Thread : les origines et les transformations du mouvement kawaii
Comment un mouvement, à l’origine féministe et contestataire, s’est fait ravaler par l’idéologie néolibérale qui en a effacé les principes initiaux pour en faire un business.
Un thread de @NunyaFR
Dictionnarisé en 2018, « kawaï » trône désormais aux côtés de « manga », « tsunami » et autre « emoji ». Mais sa définition masque son origine contestataire et sa spectaculaire récupération par le néolibéralisme japonais.
Un thread tout en froufrous et en paillettes
pic.twitter.com/pwDu14uTwn
— Lex Tutor (@NunyaFR) July 17, 2022
Difficile de parler du mouvement kawaï, sans aborder en amont l'évolution sémantique de l'adjectif « kawaii » (可愛い). Etymologiquement, « kawaii » est la contraction de « kahohayushi » (顔映ゆし), une expression utilisée pour décrire son rougissement, sa gêne ou son embarras.

**Jeu de données:**
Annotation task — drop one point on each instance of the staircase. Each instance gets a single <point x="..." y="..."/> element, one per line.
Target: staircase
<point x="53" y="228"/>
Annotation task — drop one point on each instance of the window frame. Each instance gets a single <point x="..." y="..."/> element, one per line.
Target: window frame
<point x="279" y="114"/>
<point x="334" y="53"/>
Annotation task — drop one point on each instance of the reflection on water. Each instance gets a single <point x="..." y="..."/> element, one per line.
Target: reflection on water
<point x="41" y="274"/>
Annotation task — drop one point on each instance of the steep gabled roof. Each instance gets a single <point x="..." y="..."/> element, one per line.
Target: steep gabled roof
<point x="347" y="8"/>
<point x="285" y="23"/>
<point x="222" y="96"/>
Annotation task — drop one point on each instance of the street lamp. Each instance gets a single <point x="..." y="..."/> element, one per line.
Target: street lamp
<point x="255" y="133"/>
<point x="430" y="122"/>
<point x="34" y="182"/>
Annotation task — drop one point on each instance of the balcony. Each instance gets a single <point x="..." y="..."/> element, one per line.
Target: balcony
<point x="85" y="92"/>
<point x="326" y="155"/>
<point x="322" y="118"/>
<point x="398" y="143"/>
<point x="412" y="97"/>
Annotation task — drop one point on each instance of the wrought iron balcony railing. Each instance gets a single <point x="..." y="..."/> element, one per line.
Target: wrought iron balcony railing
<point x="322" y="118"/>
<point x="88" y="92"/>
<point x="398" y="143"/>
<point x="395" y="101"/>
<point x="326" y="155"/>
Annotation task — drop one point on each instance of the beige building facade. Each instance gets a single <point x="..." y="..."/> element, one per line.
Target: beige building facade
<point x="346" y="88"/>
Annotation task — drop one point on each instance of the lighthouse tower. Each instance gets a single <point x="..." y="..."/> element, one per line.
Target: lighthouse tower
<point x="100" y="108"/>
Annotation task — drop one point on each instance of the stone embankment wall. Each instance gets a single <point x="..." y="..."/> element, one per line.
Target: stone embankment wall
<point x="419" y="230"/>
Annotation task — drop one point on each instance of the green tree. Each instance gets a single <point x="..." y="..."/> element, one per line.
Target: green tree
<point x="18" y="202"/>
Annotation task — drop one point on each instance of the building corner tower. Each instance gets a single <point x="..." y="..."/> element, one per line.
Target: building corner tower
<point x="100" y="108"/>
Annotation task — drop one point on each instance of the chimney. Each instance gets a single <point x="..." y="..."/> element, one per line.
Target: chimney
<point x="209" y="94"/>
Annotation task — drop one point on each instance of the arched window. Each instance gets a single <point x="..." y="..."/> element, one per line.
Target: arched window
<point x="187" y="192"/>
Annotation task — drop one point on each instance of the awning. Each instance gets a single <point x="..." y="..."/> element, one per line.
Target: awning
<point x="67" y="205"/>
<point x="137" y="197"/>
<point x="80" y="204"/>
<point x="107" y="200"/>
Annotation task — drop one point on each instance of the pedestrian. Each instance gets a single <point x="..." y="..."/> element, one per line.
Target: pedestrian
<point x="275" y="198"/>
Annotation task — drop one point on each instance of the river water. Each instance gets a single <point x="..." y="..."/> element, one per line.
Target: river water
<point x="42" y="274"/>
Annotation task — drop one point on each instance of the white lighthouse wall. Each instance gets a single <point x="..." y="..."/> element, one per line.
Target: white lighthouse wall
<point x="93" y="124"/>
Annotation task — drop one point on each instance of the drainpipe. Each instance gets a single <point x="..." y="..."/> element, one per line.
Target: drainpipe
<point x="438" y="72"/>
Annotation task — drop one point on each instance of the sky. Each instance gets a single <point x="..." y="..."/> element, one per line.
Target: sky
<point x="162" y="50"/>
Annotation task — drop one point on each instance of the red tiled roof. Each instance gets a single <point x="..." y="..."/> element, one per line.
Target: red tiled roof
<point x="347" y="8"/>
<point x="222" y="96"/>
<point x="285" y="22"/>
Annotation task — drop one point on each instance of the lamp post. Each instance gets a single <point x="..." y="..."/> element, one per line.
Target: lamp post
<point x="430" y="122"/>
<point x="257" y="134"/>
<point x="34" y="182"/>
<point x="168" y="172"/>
---
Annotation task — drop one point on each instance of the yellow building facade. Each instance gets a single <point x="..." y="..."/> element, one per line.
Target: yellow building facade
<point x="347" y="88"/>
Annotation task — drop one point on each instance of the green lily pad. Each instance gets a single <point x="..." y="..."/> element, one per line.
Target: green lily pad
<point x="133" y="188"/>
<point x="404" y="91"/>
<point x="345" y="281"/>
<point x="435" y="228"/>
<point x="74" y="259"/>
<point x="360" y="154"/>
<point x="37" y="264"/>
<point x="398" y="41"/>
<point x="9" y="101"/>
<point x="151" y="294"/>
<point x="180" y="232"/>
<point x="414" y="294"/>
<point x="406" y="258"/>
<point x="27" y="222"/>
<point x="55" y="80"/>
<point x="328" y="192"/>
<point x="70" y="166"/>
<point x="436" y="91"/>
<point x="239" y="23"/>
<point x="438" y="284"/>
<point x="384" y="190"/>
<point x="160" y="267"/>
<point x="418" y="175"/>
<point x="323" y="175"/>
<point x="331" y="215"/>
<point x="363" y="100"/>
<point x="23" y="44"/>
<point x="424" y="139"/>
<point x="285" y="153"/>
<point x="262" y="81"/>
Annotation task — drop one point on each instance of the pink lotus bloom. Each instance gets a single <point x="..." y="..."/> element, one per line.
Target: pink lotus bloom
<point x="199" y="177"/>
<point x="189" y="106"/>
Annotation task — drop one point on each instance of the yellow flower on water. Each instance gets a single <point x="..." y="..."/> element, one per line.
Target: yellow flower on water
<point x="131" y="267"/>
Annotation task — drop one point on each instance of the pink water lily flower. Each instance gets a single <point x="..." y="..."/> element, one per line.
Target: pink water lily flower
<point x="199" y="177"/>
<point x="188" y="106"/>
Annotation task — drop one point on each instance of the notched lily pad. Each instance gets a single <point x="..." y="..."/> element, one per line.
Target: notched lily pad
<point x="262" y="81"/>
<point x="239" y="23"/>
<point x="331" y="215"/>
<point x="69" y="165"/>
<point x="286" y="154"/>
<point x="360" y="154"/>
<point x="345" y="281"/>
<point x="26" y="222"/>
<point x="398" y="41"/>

**Consigne:**
Poursuivez le texte sur le mouvement kawaii à la suite de sa dernière phrase. Les entrées n'interviennent en rien ici.

**Réponse finale:**
— Lex Tutor (@NunyaFR) July 17, 2022
Le sens glisse progressivement pour décrire un sentiment d’empathie ou de pitié, puis pour dépeindre les personnes mêmes pour lesquelles ces sentiments sont ressentis – à l'époque, surtout les femmes et les enfants.
On ne se sent plus kawaii, c'est les autres qui le sont.— Lex Tutor (@NunyaFR) July 17, 2022
À l’époque d’Edo (1603–1868), le changement de la représentation des femmes dans un contexte néo-confucianiste va donner à « kawaii » de nouvelles propriétés. L’autre est kawaii parce qu'on a de l'empathie ou de la pitié pour sa fragilité, sa délicatesse, sa sensibilité. pic.twitter.com/3jcUv0q7qB
— Lex Tutor (@NunyaFR) July 17, 2022
Au fil du temps, la connotation de pitié s’estompe au profit de l’amour. Vers la fin de l'époque d'Edo, on est kawaii parce qu’on est aimable, ou parce qu'on est adorable.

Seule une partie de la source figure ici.